Image point grounding data
————————
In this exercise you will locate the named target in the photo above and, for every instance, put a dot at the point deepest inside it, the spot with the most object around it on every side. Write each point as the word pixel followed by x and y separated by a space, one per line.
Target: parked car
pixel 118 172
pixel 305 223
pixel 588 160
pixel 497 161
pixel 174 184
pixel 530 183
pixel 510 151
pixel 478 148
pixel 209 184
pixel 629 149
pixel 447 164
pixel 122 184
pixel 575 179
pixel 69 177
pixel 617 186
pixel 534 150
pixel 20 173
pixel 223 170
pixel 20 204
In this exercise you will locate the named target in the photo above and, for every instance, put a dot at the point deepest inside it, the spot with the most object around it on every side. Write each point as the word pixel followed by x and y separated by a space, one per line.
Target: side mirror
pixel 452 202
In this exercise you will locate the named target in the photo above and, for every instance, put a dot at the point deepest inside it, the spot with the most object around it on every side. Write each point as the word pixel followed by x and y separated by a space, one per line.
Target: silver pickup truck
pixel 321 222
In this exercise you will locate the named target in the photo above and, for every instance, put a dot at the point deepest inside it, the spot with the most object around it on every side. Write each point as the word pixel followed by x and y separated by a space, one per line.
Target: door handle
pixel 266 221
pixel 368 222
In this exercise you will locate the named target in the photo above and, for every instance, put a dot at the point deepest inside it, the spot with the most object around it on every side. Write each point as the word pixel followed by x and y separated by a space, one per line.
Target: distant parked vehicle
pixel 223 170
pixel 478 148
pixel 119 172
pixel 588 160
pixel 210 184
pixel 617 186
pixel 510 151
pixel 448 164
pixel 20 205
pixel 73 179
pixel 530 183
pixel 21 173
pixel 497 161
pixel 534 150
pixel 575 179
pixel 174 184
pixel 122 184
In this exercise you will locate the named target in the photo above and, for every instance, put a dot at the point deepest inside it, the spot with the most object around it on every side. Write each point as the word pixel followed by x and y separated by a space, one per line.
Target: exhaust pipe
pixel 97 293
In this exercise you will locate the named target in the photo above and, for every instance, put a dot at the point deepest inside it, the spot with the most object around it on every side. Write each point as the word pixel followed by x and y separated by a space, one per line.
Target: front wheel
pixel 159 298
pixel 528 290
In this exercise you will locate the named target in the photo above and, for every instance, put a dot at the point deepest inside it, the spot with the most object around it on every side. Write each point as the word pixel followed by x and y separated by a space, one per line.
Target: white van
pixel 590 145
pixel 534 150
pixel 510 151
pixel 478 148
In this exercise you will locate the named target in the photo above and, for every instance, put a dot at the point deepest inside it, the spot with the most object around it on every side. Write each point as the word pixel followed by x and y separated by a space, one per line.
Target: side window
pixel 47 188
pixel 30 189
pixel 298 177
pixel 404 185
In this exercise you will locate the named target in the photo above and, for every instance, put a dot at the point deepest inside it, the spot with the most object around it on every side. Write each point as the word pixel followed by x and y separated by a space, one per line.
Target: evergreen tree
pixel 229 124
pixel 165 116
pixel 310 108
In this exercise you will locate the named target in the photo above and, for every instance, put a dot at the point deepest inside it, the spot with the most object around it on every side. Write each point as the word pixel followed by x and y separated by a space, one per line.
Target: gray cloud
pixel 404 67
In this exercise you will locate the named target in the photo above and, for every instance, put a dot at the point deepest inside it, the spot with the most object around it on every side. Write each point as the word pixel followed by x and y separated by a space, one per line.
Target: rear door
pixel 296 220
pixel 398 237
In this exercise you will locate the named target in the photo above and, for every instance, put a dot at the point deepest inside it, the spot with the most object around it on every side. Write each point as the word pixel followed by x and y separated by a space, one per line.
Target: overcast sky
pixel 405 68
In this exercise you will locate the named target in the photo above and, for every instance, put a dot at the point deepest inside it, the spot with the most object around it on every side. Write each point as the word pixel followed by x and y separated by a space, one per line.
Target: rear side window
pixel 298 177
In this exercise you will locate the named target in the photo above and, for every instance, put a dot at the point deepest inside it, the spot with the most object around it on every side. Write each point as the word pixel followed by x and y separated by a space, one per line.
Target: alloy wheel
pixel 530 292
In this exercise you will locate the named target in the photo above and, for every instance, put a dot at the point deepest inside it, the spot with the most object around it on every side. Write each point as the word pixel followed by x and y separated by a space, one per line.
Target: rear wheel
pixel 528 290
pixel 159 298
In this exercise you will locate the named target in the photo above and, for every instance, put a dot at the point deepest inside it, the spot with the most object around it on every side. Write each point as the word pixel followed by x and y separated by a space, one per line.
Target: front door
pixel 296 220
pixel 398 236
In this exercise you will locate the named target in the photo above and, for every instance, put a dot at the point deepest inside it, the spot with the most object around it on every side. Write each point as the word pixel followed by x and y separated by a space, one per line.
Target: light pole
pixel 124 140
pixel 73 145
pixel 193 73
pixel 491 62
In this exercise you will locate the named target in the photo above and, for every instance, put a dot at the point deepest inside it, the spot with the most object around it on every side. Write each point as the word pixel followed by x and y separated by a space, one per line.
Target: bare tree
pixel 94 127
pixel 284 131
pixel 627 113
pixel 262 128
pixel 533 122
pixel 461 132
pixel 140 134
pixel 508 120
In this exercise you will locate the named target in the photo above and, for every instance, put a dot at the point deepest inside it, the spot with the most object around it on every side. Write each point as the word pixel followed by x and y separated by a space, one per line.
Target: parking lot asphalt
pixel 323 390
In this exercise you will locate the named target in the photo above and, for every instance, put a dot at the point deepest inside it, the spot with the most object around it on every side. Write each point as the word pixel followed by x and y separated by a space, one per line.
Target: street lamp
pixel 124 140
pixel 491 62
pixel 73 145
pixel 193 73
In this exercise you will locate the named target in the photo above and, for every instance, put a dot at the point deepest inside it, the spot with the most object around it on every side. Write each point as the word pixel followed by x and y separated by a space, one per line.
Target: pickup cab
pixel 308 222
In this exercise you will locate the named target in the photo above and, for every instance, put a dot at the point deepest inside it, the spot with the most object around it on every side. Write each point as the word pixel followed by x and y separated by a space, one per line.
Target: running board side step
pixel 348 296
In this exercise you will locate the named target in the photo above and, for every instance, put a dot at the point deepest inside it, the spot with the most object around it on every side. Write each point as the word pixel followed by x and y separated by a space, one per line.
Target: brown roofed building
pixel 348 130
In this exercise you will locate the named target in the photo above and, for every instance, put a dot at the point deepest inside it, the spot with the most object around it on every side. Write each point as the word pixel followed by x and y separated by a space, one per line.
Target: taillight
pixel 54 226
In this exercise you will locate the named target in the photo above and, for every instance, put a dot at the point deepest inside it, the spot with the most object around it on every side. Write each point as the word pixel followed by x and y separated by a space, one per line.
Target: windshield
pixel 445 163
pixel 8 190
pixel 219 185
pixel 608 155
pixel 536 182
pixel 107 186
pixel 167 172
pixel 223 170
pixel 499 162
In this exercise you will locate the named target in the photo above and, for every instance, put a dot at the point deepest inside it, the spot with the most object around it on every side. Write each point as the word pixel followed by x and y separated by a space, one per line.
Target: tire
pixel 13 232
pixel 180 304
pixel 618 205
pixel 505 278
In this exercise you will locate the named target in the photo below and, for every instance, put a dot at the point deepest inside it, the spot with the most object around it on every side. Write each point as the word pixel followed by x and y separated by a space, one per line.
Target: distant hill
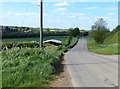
pixel 113 36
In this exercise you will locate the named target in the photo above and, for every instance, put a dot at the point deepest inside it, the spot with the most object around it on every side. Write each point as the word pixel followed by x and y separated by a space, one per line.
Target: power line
pixel 25 12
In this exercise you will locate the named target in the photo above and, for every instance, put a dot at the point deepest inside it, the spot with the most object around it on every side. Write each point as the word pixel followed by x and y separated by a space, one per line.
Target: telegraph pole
pixel 41 23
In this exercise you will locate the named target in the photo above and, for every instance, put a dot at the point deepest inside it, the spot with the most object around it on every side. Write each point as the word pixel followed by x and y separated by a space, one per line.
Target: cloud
pixel 60 9
pixel 61 4
pixel 73 15
pixel 97 17
pixel 91 8
pixel 112 8
pixel 110 13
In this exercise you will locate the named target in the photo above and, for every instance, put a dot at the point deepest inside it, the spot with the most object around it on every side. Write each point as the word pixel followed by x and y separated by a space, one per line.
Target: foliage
pixel 67 41
pixel 100 32
pixel 32 67
pixel 61 38
pixel 29 67
pixel 99 35
pixel 111 49
pixel 74 32
pixel 113 36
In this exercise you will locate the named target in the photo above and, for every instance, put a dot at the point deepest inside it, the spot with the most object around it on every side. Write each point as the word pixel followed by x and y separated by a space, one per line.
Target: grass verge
pixel 31 67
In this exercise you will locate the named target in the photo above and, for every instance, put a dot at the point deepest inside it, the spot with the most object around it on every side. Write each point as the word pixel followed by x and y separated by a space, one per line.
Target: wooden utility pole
pixel 41 23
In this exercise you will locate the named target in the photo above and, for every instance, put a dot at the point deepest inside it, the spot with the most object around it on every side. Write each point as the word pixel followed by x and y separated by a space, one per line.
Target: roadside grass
pixel 31 67
pixel 33 39
pixel 111 49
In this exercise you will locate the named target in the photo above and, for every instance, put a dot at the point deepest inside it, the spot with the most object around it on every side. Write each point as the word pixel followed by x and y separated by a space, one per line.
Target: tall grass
pixel 31 67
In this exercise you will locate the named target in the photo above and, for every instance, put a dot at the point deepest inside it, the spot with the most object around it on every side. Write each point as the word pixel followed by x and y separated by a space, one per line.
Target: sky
pixel 62 15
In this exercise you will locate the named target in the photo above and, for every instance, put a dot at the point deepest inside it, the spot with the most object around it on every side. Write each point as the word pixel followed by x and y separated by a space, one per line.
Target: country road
pixel 88 69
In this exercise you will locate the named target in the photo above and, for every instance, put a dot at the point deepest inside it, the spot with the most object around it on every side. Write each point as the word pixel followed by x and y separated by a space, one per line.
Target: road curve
pixel 87 69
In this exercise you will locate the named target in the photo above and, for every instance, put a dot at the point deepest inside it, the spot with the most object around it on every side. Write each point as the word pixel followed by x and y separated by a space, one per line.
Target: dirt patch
pixel 62 78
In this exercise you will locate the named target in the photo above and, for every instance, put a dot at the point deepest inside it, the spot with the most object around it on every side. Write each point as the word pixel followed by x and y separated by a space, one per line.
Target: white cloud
pixel 114 8
pixel 62 4
pixel 97 17
pixel 110 13
pixel 91 8
pixel 60 9
pixel 72 16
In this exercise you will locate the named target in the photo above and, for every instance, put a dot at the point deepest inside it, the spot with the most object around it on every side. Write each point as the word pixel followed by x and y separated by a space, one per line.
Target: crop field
pixel 62 38
pixel 111 49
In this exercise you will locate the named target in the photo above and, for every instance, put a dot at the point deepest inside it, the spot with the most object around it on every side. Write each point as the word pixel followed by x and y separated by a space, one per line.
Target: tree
pixel 101 31
pixel 74 32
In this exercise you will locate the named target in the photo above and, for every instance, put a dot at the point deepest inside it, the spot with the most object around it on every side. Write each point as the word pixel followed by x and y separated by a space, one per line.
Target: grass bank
pixel 106 49
pixel 33 39
pixel 32 67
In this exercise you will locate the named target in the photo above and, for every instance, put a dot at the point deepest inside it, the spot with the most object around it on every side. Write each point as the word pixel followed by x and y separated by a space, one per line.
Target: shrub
pixel 67 41
pixel 29 67
pixel 74 32
pixel 99 35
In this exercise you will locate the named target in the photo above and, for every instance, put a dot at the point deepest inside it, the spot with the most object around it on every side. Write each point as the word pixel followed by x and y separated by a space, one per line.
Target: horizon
pixel 61 15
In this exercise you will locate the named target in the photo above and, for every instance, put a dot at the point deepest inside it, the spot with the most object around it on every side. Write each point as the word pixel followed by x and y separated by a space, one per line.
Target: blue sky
pixel 60 14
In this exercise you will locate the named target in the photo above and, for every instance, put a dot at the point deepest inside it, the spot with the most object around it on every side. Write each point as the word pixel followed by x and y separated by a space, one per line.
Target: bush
pixel 67 41
pixel 29 67
pixel 99 35
pixel 9 45
pixel 74 32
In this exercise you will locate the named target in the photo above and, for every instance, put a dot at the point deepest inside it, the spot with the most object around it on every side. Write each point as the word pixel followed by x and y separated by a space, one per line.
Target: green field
pixel 111 49
pixel 62 38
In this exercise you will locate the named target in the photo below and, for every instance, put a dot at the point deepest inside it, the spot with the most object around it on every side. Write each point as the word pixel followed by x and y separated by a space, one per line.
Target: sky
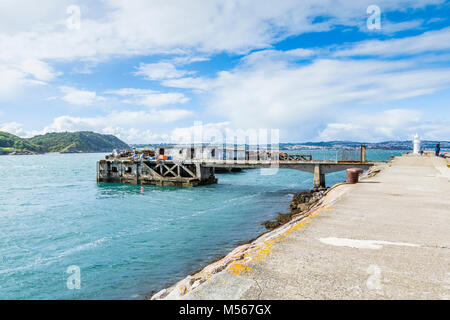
pixel 153 71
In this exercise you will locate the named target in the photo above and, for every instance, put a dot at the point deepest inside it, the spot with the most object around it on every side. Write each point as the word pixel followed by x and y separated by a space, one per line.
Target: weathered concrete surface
pixel 387 237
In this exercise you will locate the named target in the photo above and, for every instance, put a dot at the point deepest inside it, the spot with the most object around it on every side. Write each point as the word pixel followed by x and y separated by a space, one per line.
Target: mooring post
pixel 363 154
pixel 319 177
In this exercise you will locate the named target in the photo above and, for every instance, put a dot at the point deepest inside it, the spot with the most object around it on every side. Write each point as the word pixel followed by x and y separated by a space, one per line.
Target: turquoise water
pixel 126 243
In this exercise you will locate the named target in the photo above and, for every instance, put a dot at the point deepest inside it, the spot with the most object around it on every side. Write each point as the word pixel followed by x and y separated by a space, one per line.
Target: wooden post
pixel 319 177
pixel 363 154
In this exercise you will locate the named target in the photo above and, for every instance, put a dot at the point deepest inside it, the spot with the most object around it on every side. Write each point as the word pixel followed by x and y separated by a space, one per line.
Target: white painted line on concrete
pixel 363 244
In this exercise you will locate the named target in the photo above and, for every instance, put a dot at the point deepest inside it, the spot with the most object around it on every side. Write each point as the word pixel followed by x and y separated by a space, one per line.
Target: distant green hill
pixel 10 142
pixel 82 141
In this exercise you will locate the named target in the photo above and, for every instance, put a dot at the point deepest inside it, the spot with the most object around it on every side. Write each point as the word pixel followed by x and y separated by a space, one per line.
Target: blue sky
pixel 148 71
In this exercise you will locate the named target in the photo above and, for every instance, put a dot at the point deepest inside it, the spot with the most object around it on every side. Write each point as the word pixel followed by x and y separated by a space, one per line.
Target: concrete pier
pixel 386 237
pixel 161 173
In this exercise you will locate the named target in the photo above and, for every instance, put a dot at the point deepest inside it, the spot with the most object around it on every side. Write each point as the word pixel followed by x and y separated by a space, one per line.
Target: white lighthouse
pixel 416 143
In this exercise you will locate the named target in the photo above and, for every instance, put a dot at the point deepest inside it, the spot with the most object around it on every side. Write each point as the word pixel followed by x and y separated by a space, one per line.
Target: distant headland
pixel 87 141
pixel 62 142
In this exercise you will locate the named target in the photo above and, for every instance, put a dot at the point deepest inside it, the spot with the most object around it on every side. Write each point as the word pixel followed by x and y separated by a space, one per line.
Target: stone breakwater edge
pixel 303 207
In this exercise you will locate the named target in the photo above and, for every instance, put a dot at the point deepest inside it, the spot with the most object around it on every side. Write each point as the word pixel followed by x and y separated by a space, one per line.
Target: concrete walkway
pixel 387 237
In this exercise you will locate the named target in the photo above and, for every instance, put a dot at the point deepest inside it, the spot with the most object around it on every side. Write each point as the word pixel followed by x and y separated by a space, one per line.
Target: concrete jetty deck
pixel 387 237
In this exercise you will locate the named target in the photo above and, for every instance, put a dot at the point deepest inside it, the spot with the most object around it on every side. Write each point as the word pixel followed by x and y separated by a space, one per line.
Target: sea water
pixel 125 243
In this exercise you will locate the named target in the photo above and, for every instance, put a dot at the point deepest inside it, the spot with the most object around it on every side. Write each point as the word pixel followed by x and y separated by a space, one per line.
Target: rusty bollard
pixel 353 175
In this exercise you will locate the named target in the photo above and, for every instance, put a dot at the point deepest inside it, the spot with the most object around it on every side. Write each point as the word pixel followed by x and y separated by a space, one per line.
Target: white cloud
pixel 126 119
pixel 294 96
pixel 160 71
pixel 431 41
pixel 12 127
pixel 197 84
pixel 133 135
pixel 122 27
pixel 39 70
pixel 394 124
pixel 149 98
pixel 15 77
pixel 80 97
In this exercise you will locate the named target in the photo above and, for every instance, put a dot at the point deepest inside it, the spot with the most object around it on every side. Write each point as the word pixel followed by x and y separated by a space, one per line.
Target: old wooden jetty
pixel 200 171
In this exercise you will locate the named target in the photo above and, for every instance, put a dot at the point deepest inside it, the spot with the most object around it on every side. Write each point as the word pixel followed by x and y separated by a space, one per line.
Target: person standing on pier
pixel 438 149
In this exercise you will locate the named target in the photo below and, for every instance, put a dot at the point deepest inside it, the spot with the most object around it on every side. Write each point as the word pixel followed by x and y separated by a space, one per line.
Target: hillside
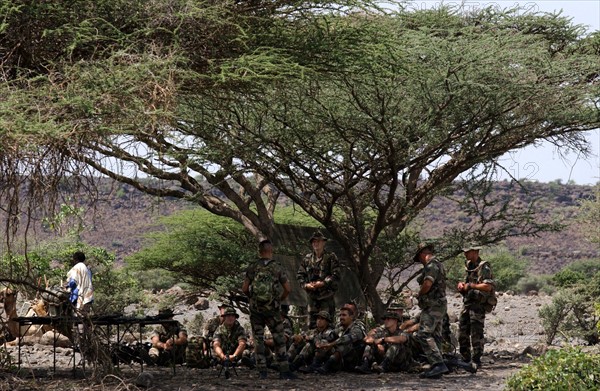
pixel 121 217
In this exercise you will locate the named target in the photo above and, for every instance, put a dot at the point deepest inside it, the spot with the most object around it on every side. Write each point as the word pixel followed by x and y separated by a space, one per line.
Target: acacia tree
pixel 361 117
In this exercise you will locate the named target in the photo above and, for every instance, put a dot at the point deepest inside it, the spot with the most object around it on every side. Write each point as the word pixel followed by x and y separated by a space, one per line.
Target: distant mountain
pixel 122 215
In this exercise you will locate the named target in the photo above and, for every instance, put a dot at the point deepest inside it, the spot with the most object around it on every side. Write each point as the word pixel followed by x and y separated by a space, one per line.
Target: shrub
pixel 508 269
pixel 564 369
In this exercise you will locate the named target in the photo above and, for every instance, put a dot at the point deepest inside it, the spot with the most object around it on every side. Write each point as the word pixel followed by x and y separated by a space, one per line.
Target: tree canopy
pixel 359 115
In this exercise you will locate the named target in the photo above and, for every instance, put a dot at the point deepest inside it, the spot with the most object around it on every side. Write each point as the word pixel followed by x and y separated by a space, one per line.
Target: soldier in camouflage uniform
pixel 318 275
pixel 387 346
pixel 324 333
pixel 348 348
pixel 433 304
pixel 267 313
pixel 230 338
pixel 479 284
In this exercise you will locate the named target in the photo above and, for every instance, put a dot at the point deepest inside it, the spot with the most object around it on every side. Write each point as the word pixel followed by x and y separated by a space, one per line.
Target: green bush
pixel 567 277
pixel 565 369
pixel 508 269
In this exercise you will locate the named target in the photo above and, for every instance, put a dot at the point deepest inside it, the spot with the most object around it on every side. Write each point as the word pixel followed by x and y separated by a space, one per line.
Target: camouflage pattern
pixel 326 269
pixel 350 345
pixel 271 317
pixel 434 306
pixel 211 325
pixel 196 356
pixel 472 317
pixel 316 338
pixel 230 338
pixel 398 355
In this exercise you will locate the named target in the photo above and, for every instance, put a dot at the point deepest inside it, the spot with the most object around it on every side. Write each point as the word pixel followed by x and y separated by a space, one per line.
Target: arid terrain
pixel 513 331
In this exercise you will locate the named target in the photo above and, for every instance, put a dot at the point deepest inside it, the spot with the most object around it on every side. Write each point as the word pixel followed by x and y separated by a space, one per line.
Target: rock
pixel 201 304
pixel 145 380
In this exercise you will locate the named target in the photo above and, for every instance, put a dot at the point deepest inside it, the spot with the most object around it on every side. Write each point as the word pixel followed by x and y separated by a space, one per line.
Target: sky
pixel 545 163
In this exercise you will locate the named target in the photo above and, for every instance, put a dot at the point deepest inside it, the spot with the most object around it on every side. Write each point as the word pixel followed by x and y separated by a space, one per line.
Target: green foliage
pixel 198 247
pixel 557 370
pixel 572 312
pixel 538 283
pixel 567 277
pixel 508 269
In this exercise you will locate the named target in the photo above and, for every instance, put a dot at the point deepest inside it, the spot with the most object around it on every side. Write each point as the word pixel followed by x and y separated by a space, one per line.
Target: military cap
pixel 325 315
pixel 421 247
pixel 392 315
pixel 318 235
pixel 230 311
pixel 166 312
pixel 397 305
pixel 471 247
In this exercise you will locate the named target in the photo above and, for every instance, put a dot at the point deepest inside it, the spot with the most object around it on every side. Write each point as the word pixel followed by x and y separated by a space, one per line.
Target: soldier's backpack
pixel 195 354
pixel 264 285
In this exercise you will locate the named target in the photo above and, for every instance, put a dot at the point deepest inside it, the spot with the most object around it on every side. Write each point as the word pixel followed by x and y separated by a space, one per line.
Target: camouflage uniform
pixel 177 352
pixel 350 345
pixel 472 316
pixel 326 269
pixel 398 355
pixel 268 315
pixel 434 306
pixel 230 338
pixel 309 351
————————
- **AIM OF THE EXERCISE**
Once you reach the line that holds "Target: military cap", print it and every line after it through the end of the records, word for word.

- **RESULT**
Target: military cap
pixel 325 315
pixel 421 247
pixel 392 315
pixel 318 235
pixel 230 311
pixel 166 312
pixel 397 305
pixel 471 247
In this exercise you will locate the named target in the photo above and, for every instance, put a dot at the point deepest inside it, the spot with the most object around it on every side. Write each point as the word pixel followed by x and y separated by a space, one per line.
Target: soldier's backpack
pixel 195 354
pixel 264 285
In this exercise you will locate the named target in the photo above and, for every instance, put a dot at the point deepest inside it, the spot with the most object around it on every side. Write each point as the word pixel followed by x and y separated by a space, one per line.
Target: camouflage uniform
pixel 177 352
pixel 350 345
pixel 472 316
pixel 326 269
pixel 398 355
pixel 268 315
pixel 434 306
pixel 230 338
pixel 309 351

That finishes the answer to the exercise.